▸ **What you are asked to do**
Render every line of the records below as a Markdown table with the columns Row and Content, giving each line its own numbered row and omitting blank lines.

## START

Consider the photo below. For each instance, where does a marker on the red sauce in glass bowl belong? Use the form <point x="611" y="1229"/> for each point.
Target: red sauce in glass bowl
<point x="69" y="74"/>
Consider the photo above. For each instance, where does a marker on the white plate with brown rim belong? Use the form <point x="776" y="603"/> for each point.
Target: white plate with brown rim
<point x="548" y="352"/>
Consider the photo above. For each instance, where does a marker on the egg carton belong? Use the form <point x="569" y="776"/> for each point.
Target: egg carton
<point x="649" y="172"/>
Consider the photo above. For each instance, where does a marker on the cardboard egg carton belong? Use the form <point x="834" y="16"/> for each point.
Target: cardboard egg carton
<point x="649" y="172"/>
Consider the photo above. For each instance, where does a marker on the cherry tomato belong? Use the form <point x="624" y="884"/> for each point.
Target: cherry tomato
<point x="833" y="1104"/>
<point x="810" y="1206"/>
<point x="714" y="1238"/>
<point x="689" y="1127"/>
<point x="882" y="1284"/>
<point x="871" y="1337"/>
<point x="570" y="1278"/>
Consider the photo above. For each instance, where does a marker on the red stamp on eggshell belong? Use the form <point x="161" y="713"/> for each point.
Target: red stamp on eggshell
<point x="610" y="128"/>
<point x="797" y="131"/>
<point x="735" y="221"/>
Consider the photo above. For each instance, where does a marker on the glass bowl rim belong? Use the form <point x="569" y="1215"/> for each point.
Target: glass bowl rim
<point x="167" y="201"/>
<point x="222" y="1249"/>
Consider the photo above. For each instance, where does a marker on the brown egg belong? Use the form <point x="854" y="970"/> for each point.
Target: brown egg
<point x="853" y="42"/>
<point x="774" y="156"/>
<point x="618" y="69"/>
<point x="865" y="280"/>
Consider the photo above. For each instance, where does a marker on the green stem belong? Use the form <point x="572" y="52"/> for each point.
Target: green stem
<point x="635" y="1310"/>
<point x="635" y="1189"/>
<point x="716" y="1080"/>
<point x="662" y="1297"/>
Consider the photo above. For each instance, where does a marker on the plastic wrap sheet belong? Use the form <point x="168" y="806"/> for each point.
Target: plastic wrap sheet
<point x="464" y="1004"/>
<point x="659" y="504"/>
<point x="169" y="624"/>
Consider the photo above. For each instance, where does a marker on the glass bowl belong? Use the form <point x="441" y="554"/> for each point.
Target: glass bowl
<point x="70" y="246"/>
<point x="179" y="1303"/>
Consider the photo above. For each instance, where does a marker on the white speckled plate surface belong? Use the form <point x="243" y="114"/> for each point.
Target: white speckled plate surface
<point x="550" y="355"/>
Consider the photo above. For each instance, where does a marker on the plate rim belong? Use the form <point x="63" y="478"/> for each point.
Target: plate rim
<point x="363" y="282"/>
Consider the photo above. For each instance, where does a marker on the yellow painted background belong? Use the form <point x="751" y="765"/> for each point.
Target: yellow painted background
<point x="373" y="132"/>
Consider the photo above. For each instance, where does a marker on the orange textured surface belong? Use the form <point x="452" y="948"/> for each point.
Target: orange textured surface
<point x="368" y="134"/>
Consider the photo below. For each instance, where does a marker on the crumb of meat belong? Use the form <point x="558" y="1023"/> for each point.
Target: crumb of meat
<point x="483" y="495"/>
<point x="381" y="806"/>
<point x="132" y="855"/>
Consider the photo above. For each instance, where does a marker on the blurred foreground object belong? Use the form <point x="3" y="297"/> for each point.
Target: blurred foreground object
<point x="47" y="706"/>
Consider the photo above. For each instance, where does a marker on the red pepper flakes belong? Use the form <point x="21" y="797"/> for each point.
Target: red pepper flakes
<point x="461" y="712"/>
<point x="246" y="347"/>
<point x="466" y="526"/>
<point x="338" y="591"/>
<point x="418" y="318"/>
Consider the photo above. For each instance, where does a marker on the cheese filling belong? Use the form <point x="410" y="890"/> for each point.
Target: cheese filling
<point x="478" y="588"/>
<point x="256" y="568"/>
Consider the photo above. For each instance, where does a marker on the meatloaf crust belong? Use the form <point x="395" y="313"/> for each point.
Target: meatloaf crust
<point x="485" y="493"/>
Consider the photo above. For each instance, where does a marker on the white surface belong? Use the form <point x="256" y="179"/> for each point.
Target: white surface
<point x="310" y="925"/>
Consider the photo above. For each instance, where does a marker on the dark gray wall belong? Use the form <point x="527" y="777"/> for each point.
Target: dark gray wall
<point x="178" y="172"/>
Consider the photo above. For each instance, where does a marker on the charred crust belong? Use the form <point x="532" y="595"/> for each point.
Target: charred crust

## END

▸ **Expected answer**
| Row | Content |
|---|---|
| 1 | Consider the photo below. For each instance, where does a marker on the red sauce in glass bowl belong? Use the form <point x="611" y="1229"/> for each point. |
| 2 | Target: red sauce in glass bowl |
| 3 | <point x="69" y="74"/> |
| 4 | Consider the photo above. For each instance, where does a marker on the white plate with brown rim belong? Use the form <point x="776" y="603"/> for each point. |
| 5 | Target: white plate with brown rim |
| 6 | <point x="548" y="352"/> |
| 7 | Consider the photo above. For each instance, where does a marker on the egg carton belong? Use the form <point x="569" y="776"/> for each point. |
| 8 | Target: egg carton |
| 9 | <point x="649" y="172"/> |
| 10 | Consider the photo above. For each instance, where does a marker on the cardboard egg carton belong? Use the form <point x="834" y="16"/> for each point. |
| 11 | Target: cardboard egg carton |
| 12 | <point x="649" y="172"/> |
| 13 | Consider the photo above. For each instance, where does a marker on the cherry tomato belong? Use the form <point x="624" y="884"/> for each point. |
| 14 | Target: cherry tomato |
| 15 | <point x="833" y="1104"/> |
| 16 | <point x="810" y="1206"/> |
| 17 | <point x="714" y="1238"/> |
| 18 | <point x="689" y="1127"/> |
| 19 | <point x="882" y="1284"/> |
| 20 | <point x="871" y="1337"/> |
| 21 | <point x="570" y="1278"/> |
| 22 | Consider the photo above. For each instance, where does a marker on the red stamp on eggshell belong? Use the form <point x="161" y="713"/> for each point. |
| 23 | Target: red stamp on eggshell |
| 24 | <point x="610" y="128"/> |
| 25 | <point x="797" y="131"/> |
| 26 | <point x="735" y="221"/> |
| 27 | Consider the photo above. For each instance, where does a marker on the glass bowl rim belong? Use the form <point x="569" y="1215"/> for each point. |
| 28 | Target: glass bowl rim |
| 29 | <point x="167" y="201"/> |
| 30 | <point x="222" y="1249"/> |
| 31 | Consider the photo above. For each instance, where does a marker on the brown egg belong? Use the form <point x="854" y="970"/> for each point. |
| 32 | Target: brown egg |
| 33 | <point x="853" y="42"/> |
| 34 | <point x="774" y="156"/> |
| 35 | <point x="618" y="69"/> |
| 36 | <point x="865" y="280"/> |
| 37 | Consider the photo above. For each instance, where does a marker on the green stem belong? Use the form <point x="572" y="52"/> for each point. |
| 38 | Target: green stem |
| 39 | <point x="635" y="1310"/> |
| 40 | <point x="635" y="1189"/> |
| 41 | <point x="716" y="1080"/> |
| 42 | <point x="662" y="1297"/> |
| 43 | Consider the photo above. For each instance, where does a marker on the plastic wrap sheet belong? Use the form <point x="168" y="806"/> for each point. |
| 44 | Target: plastic wrap sheet |
| 45 | <point x="464" y="1004"/> |
| 46 | <point x="659" y="504"/> |
| 47 | <point x="169" y="624"/> |
| 48 | Consider the photo above. For each instance, where does a marker on the glass bowl belong? Use the form <point x="441" y="554"/> for each point. |
| 49 | Target: glass bowl |
| 50 | <point x="70" y="246"/> |
| 51 | <point x="179" y="1303"/> |
| 52 | Consider the photo above. For each instance, where does a marker on the white speckled plate surface belong? Use the form <point x="243" y="114"/> for each point. |
| 53 | Target: white speckled plate surface |
| 54 | <point x="550" y="355"/> |
| 55 | Consider the photo above. For each instance, where does a marker on the plate rim belong? Use the form <point x="63" y="478"/> for each point. |
| 56 | Target: plate rim |
| 57 | <point x="363" y="282"/> |
| 58 | Consider the photo above. For each instance, where does a marker on the yellow painted background belong? Use the form <point x="751" y="765"/> for each point. |
| 59 | Target: yellow painted background |
| 60 | <point x="373" y="132"/> |
| 61 | Consider the photo above. For each instance, where does a marker on the orange textured surface belong? Use the form <point x="452" y="948"/> for each point. |
| 62 | Target: orange textured surface |
| 63 | <point x="368" y="134"/> |
| 64 | Consider the photo below. For each instance, where does a marker on the crumb of meat belong? Use the form <point x="558" y="1023"/> for each point. |
| 65 | Target: crumb of meat |
| 66 | <point x="483" y="495"/> |
| 67 | <point x="381" y="806"/> |
| 68 | <point x="132" y="855"/> |
| 69 | Consider the photo above. For each instance, where does a marker on the blurred foreground object belong? Use the form <point x="3" y="297"/> for each point. |
| 70 | Target: blurred foreground object |
| 71 | <point x="47" y="706"/> |
| 72 | Consider the photo above. For each instance, where does a marker on the red pepper flakes belong? Use the form <point x="21" y="797"/> for each point. |
| 73 | Target: red pepper flakes |
| 74 | <point x="461" y="712"/> |
| 75 | <point x="246" y="347"/> |
| 76 | <point x="466" y="526"/> |
| 77 | <point x="338" y="591"/> |
| 78 | <point x="418" y="318"/> |
| 79 | Consider the photo above. For each instance, where does a marker on the cheese filling belong? Use the form <point x="410" y="890"/> for each point. |
| 80 | Target: cheese filling |
| 81 | <point x="478" y="588"/> |
| 82 | <point x="256" y="568"/> |
| 83 | Consider the photo above. For each instance, where does a marker on the meatloaf crust belong? Use the form <point x="395" y="313"/> for each point. |
| 84 | Target: meatloaf crust |
| 85 | <point x="485" y="493"/> |
| 86 | Consider the photo above. For each instance, where does a marker on the white surface belong? Use the form <point x="256" y="179"/> for each point. |
| 87 | Target: white surface |
| 88 | <point x="310" y="925"/> |
| 89 | Consider the photo above. For each instance, where does a marker on the dark gray wall belong? Use the form <point x="527" y="777"/> for each point. |
| 90 | Target: dark gray wall |
| 91 | <point x="178" y="172"/> |
| 92 | Consider the photo above. For each instance, where does a marker on the charred crust belong? Use the form <point x="532" y="595"/> for each point. |
| 93 | Target: charred crust |